▶ TASK DESCRIPTION
For the word "roof", state how many lines of the listing below contain it. Give the number and nothing more.
━━━━━━━━━━━━━━━━━━━━
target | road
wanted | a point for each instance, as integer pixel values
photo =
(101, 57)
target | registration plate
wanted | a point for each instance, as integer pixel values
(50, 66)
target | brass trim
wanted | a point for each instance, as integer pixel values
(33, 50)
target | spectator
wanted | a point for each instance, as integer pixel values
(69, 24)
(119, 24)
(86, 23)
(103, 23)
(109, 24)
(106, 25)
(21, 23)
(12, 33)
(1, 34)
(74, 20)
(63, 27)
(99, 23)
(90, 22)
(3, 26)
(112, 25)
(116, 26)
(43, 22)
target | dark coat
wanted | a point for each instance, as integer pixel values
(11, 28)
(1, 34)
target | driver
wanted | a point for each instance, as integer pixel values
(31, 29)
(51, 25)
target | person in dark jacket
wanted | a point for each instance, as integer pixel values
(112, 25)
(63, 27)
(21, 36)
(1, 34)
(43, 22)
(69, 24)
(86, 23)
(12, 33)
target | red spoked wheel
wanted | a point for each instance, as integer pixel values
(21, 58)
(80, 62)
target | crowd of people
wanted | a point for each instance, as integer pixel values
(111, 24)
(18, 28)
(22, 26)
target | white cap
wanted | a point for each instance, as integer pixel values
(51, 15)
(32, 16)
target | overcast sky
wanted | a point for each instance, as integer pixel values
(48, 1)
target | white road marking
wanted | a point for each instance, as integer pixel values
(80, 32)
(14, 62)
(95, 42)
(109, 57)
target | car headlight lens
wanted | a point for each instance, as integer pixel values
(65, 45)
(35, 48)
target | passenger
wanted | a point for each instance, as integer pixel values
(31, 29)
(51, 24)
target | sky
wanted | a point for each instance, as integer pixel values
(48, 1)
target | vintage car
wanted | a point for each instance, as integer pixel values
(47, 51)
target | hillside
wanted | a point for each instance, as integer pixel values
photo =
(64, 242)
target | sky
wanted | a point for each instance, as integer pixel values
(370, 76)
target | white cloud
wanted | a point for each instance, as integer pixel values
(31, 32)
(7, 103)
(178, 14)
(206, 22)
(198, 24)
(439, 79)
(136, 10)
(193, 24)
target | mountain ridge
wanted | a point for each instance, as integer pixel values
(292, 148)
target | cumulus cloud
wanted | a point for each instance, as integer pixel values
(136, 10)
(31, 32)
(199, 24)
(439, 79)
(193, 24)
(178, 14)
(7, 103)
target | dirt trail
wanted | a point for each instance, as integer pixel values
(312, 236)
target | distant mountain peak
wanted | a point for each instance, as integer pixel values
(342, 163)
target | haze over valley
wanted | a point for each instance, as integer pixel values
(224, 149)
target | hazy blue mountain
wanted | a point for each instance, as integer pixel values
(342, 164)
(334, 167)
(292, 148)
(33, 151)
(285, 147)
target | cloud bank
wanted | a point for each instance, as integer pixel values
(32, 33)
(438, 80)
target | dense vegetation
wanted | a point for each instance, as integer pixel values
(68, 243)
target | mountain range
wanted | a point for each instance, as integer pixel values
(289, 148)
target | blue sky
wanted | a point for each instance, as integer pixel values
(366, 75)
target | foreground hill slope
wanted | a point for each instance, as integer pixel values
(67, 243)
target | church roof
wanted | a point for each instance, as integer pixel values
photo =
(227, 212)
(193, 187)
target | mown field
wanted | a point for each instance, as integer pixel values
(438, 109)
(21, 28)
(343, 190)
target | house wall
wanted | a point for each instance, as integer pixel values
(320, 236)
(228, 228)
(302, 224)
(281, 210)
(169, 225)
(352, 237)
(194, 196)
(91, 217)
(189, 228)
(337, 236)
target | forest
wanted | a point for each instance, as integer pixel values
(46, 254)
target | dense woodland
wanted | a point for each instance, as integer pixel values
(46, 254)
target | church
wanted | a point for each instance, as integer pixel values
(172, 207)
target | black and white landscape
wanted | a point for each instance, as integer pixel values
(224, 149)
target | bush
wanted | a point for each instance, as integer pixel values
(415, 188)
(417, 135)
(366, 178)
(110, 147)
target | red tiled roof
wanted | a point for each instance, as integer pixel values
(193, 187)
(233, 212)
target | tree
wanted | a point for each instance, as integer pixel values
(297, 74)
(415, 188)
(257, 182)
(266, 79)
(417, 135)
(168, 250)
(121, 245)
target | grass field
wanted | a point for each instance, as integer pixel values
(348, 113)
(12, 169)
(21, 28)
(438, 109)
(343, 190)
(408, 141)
━━━━━━━━━━━━━━━━━━━━
▶ RESPONSE FOR THIS EXERCISE
2